*** RECORDS FOR THIS EXERCISE ***

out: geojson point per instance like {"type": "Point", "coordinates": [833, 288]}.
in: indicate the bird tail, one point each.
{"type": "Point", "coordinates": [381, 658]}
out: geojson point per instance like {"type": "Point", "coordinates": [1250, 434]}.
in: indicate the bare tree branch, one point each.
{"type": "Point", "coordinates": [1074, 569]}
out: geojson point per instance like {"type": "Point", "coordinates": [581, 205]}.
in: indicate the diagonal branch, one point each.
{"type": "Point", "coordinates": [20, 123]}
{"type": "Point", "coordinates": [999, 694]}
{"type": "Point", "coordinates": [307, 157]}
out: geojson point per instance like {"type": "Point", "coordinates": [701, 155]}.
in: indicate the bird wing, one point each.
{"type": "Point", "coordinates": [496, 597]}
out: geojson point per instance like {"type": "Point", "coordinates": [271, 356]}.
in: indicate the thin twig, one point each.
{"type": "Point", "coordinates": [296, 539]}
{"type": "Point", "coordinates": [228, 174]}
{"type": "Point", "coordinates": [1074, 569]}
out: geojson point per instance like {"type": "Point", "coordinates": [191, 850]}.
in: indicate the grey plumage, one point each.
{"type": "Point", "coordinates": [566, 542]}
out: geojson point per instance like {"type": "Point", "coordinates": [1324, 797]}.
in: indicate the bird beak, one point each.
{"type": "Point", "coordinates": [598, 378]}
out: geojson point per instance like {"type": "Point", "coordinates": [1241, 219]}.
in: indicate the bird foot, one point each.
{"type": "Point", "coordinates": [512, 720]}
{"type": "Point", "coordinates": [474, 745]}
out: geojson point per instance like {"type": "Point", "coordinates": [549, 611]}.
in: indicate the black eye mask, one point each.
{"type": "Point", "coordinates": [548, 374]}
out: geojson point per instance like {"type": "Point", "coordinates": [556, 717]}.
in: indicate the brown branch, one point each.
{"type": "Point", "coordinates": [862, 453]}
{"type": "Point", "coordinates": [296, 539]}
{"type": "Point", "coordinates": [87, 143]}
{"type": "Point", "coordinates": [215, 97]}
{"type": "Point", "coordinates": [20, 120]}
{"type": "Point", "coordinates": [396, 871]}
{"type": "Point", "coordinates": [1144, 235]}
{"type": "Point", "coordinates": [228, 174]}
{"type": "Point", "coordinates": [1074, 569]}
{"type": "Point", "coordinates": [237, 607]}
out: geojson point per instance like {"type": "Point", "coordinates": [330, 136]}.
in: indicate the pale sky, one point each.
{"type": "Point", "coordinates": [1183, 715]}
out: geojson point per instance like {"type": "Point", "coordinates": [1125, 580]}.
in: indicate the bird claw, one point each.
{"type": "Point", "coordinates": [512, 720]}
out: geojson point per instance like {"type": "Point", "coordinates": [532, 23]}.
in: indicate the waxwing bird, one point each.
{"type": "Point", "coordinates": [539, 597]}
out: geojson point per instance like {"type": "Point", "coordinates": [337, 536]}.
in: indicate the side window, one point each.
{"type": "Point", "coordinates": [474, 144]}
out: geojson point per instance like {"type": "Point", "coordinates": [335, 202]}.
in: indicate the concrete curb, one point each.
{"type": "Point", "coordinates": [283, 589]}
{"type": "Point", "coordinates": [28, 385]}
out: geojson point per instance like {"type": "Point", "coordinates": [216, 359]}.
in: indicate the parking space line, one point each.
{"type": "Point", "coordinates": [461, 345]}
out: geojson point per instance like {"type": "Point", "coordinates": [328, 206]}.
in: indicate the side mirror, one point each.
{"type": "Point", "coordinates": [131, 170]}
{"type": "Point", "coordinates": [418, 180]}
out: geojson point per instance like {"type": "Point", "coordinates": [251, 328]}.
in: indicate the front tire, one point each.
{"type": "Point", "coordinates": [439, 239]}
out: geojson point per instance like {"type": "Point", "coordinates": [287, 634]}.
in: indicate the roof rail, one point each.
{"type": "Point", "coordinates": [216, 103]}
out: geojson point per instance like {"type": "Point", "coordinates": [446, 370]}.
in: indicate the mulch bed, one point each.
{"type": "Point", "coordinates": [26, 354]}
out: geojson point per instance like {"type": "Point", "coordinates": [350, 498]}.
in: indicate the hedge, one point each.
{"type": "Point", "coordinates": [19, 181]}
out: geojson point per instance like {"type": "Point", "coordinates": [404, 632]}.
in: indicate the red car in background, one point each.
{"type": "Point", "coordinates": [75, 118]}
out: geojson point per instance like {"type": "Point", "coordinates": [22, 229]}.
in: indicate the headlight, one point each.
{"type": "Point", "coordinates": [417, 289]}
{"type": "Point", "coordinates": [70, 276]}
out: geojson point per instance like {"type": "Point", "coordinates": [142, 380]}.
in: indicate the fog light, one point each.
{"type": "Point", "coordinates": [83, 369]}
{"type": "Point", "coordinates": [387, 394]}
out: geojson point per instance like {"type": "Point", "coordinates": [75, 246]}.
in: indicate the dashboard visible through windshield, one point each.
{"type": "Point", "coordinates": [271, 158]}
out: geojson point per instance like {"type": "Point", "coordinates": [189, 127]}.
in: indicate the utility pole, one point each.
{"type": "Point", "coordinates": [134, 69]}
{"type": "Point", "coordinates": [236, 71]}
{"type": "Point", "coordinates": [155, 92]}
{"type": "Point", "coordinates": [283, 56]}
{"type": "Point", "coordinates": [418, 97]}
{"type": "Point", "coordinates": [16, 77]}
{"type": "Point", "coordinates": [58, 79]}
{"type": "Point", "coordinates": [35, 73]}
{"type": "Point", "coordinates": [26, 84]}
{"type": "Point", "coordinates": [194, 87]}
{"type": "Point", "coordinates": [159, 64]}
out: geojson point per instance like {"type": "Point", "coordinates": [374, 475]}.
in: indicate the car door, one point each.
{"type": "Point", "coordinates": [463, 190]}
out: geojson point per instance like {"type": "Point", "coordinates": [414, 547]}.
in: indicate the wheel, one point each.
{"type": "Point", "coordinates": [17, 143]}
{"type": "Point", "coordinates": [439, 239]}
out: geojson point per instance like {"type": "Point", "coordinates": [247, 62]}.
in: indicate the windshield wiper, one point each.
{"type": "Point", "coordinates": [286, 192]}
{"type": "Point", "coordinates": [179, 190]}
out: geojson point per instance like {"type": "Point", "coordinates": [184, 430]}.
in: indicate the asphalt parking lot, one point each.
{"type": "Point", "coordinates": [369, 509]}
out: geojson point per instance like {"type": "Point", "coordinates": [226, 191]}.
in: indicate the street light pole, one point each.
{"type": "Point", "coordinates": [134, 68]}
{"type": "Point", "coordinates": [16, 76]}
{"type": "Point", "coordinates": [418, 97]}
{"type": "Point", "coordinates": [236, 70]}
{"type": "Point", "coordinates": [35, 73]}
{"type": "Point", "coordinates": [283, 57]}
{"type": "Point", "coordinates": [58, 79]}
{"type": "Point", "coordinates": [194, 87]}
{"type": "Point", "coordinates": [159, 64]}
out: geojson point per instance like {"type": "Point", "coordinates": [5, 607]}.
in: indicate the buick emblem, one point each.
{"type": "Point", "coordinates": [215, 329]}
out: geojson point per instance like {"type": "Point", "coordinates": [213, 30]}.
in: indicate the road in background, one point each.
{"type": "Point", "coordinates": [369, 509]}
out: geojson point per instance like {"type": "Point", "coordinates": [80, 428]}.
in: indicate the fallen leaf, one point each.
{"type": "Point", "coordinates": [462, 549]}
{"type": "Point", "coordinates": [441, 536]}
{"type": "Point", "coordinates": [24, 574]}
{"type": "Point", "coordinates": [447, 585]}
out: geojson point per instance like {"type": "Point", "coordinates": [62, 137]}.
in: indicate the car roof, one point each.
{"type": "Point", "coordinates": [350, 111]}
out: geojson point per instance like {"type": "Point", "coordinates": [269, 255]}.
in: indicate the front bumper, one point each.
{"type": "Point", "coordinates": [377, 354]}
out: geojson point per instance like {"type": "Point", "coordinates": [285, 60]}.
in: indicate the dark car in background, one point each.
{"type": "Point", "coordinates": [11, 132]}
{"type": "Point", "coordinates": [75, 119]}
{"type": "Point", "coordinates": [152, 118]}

*** End of RECORDS FOR THIS EXERCISE ***

* [TASK DIRECTIONS]
Find "in: indicate the car roof, one point each." in the records above. Repeat its line and every later line exactly, through the last one.

* [ANSWER BELOW]
in: indicate the car roof, one point each.
{"type": "Point", "coordinates": [350, 111]}
out: geojson point per instance like {"type": "Point", "coordinates": [269, 255]}.
in: indicate the front bumper, one point each.
{"type": "Point", "coordinates": [377, 354]}
out: geojson point per instance like {"type": "Point", "coordinates": [285, 60]}.
in: indicate the dark car in background, one point each.
{"type": "Point", "coordinates": [11, 132]}
{"type": "Point", "coordinates": [75, 119]}
{"type": "Point", "coordinates": [152, 118]}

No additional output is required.